## Texto del documento
______________________________

LOS FUSILAMIENTOS DE LOS HÉROES DEL 2 DE ABRIL DE 1944 (Parte 2)
Por Julio Escamilla Saavedra
Se accedió a su petición y siempre en un vehículo con agentes perfectamente equipados, se dirigió al convento de la iglesia de El Rosario en donde, un tanto nerviosos, se ofreció el Padre Losada y, como faltaban ocho hostias consagradas para dar la comunión a los diez reos que iban a confesar, se aprovisionaron de ellas y luego abordaron el vehículo que los llevó a la Policía.
Al llegar, condujeron a los dos religiosos a una celda donde se encontraban cuatro militares tendidos en el suelo y cobiertos por una manta, la cual arrojaron al ver llegar alos sacerdotes acompañados de Guardias Nacionales.
Uno de ellos, el Mayor Julio Faustino Sosa, gritó exaltado:
-¡Que! ¿Nos van a fusilar?
– ¿Que pasa? ¿Nos van a fusilar? – gritó otro de los reos –
– ¡Tenemos derecho a apelar! – girtó otro más-
Alguien de los que acompañaban a los padres MOntoya y Losada dijo a los prisioneros que ya se había apelado y que la petición había sido denegada…
el Mayor Sosa, a gritos repetía una y otra vez que él era inocente…
Ambos sacerdotes esperaron a que aquellos infelices se calmaran un poco. El Padre Montoya pidió que retiraran a un grupo numeroso de curiosos que desde lo alto del edificio asomaban sus cabezas ávidos de presenciar la escena; estos eran empleados de la Policía y agentes del mismo cuerpo.
Se ordenó el retiro de aquella gente y ya un tanto calmados los ánimos de los prisioneros, los sacaron de la celda para ser confesados. El Padre Losada confesó al Coronel Tito Calvo y el Padre Montoya al General Alfonso Marroquín al Mayor Julio Sosa y al Teniente Marcelino Calvo.
Terminada la confesión y habiendo comulgado cristianamente los cuatro reos, llevaron a los sacerdotes a otroa celda ubicada un piso mas abajo en la cual se encontraban los demás condenados a sufrir la última pena.

______________________________

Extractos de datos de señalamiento
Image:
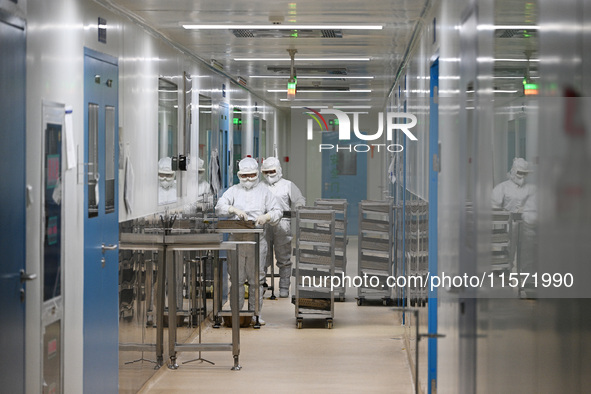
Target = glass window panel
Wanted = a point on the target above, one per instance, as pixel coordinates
(93, 174)
(109, 159)
(346, 163)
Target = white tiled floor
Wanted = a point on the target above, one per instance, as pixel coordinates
(363, 353)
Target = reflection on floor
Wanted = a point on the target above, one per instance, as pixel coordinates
(364, 352)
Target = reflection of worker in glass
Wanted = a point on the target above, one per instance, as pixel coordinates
(519, 197)
(204, 187)
(279, 236)
(166, 181)
(512, 194)
(249, 200)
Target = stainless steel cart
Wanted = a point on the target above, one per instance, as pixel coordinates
(376, 250)
(315, 265)
(341, 239)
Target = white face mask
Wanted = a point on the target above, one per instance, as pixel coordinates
(166, 182)
(248, 183)
(519, 180)
(272, 178)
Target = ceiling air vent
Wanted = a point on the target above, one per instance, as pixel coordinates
(515, 33)
(309, 70)
(324, 88)
(280, 33)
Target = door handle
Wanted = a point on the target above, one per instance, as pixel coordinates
(108, 247)
(27, 277)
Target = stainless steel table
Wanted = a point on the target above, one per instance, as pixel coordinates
(218, 313)
(166, 245)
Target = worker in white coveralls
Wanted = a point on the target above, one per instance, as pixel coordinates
(517, 196)
(249, 200)
(279, 237)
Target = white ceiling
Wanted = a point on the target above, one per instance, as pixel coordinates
(385, 47)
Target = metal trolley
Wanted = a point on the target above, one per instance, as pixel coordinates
(341, 239)
(417, 250)
(315, 264)
(376, 250)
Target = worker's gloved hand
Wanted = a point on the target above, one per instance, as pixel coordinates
(262, 219)
(238, 212)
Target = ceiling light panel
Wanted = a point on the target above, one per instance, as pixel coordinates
(189, 26)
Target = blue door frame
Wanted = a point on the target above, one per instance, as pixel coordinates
(12, 203)
(101, 265)
(433, 188)
(344, 175)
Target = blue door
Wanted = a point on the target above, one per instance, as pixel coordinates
(344, 175)
(256, 127)
(101, 233)
(433, 187)
(223, 144)
(12, 204)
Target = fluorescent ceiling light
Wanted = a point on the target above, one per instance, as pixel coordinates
(320, 99)
(508, 27)
(315, 107)
(279, 27)
(321, 91)
(490, 59)
(313, 76)
(303, 59)
(352, 106)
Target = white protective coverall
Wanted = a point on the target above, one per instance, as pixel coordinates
(166, 182)
(249, 200)
(517, 196)
(204, 187)
(290, 197)
(512, 195)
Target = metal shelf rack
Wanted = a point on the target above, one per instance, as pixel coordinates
(315, 261)
(376, 250)
(341, 239)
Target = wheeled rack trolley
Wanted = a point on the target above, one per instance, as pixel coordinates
(417, 250)
(376, 250)
(341, 240)
(315, 265)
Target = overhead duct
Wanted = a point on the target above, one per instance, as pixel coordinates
(282, 33)
(309, 70)
(323, 88)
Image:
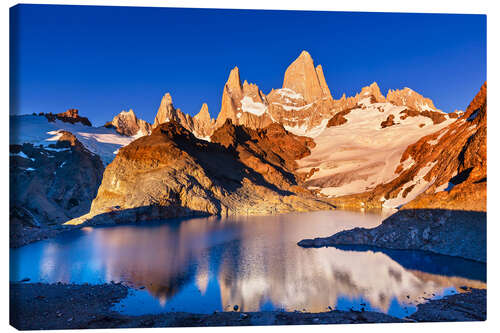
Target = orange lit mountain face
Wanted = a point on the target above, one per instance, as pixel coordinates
(294, 149)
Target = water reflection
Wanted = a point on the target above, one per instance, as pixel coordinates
(202, 265)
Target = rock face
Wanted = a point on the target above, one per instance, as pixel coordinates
(410, 98)
(454, 233)
(243, 104)
(128, 124)
(442, 190)
(201, 125)
(362, 144)
(70, 116)
(49, 185)
(304, 79)
(303, 105)
(171, 173)
(445, 169)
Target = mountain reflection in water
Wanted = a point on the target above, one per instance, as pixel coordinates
(207, 264)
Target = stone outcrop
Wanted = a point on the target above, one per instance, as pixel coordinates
(446, 169)
(410, 98)
(49, 185)
(441, 189)
(171, 173)
(243, 104)
(203, 124)
(128, 124)
(304, 79)
(453, 233)
(167, 112)
(70, 116)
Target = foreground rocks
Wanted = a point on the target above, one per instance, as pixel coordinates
(171, 173)
(454, 233)
(54, 306)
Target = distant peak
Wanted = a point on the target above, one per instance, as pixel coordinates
(234, 82)
(203, 114)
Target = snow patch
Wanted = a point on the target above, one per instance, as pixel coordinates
(445, 187)
(37, 130)
(256, 108)
(304, 131)
(419, 184)
(360, 150)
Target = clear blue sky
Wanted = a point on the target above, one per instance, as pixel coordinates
(102, 60)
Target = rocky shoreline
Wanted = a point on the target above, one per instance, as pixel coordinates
(453, 233)
(52, 306)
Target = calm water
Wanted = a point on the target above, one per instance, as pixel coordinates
(207, 264)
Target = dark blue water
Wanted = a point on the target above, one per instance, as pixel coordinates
(207, 264)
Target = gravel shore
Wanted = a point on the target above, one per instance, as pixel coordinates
(36, 306)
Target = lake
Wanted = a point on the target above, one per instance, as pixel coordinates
(202, 265)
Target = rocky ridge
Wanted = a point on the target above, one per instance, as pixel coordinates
(445, 169)
(70, 116)
(362, 145)
(171, 173)
(49, 185)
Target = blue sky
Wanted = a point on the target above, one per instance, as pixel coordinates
(102, 60)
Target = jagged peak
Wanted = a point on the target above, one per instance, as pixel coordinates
(372, 90)
(234, 80)
(167, 99)
(204, 114)
(130, 112)
(305, 54)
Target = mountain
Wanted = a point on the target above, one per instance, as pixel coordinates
(70, 116)
(244, 104)
(128, 124)
(445, 169)
(362, 144)
(302, 105)
(51, 184)
(201, 125)
(171, 173)
(304, 79)
(38, 130)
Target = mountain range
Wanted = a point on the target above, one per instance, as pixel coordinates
(294, 149)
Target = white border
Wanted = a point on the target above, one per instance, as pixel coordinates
(422, 6)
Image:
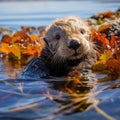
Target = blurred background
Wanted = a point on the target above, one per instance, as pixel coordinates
(16, 13)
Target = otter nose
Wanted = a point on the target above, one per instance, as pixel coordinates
(74, 44)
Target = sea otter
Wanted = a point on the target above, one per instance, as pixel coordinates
(67, 45)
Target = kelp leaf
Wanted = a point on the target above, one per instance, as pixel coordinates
(15, 49)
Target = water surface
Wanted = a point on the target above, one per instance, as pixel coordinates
(40, 99)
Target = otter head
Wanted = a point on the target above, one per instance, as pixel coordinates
(68, 39)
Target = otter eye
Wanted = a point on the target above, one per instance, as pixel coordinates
(82, 31)
(57, 36)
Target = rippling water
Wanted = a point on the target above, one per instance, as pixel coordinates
(49, 99)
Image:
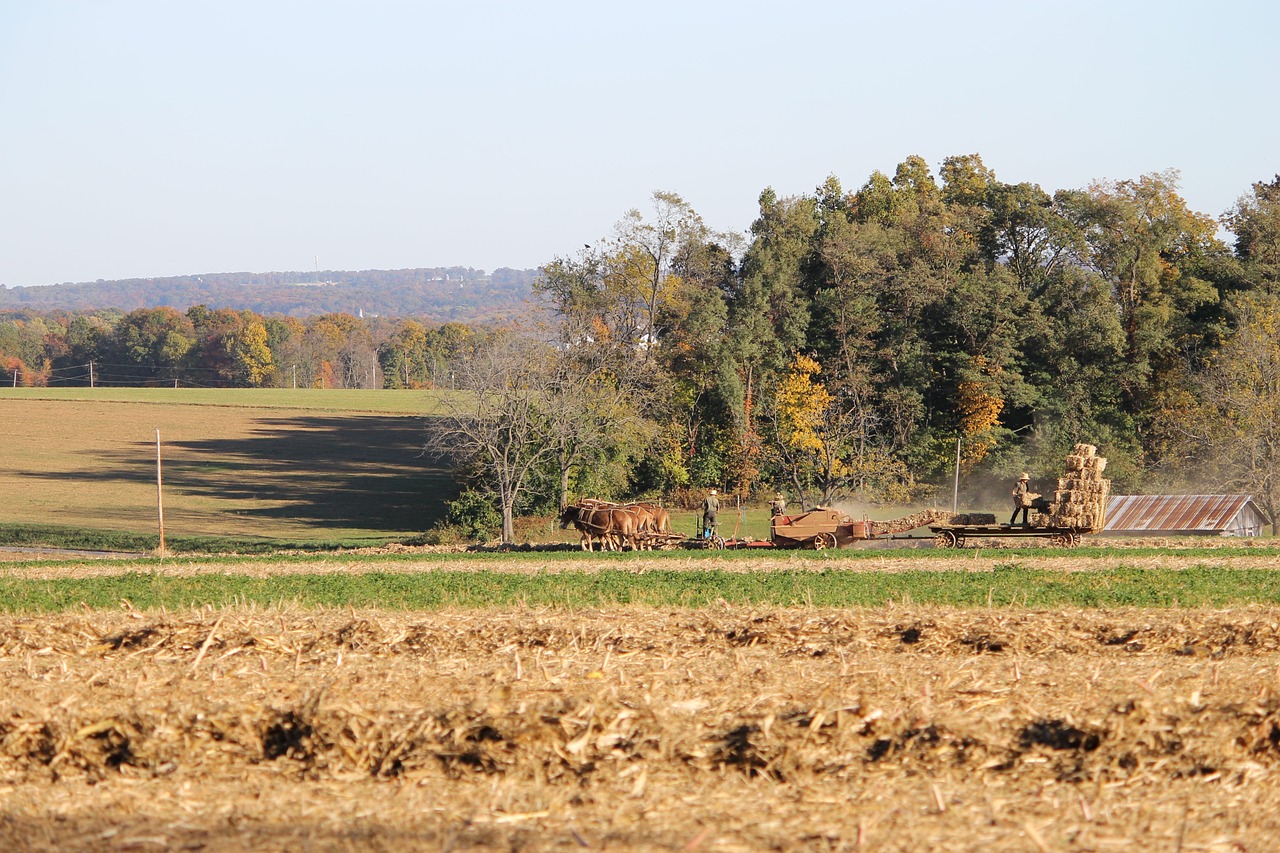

______________________________

## Lista de tareas
- A) Reescribe como lista el párrafo del relato de los fusilamientos que empieza con "Se ordenó el retiro de aquella gente" y conserva sus datos principales.
- B) Indica si cada afirmación concuerda con el relato de los fusilamientos. Responde sí o no y cita textualmente las palabras que lo deciden.
(i) Faltaban ocho hostias consagradas para la comunión de los reos.
(ii) Los curiosos que se asomaban desde lo alto del edificio eran vecinos del lugar.
(iii) El Mayor Sosa repetía a gritos que era inocente.
- C) Resume en dos oraciones el relato de los fusilamientos.

## Respuestas esperadas
- A)
- Se ordenó retirar a los curiosos.
- Ya algo calmados los prisioneros, los sacaron de la celda para confesarlos.
- El Padre Losada confesó al Coronel Tito Calvo.
- El Padre Montoya confesó al General Alfonso Marroquín, al Mayor Julio Sosa y al Teniente Marcelino Calvo.

- B)
(i) Sí: "faltaban ocho hostias consagradas para dar la comunión a los diez reos que iban a confesar".
(ii) No: "estos eran empleados de la Policía y agentes del mismo cuerpo".
(iii) Sí: "a gritos repetía una y otra vez que él era inocente".

- C) Tras proveerse de hostias consagradas en el convento de la iglesia de El Rosario, donde se ofreció el Padre Losada, los padres Losada y Montoya fueron llevados a la Policía, donde cuatro militares condenados preguntaron alarmados si los iban a fusilar y el Mayor Julio Faustino Sosa insistía en su inocencia. Una vez calmados los reos y retirados los curiosos, los sacerdotes los confesaron y los cuatro comulgaron, y después llevaron a los religiosos a otra celda un piso más abajo, donde estaban los demás condenados.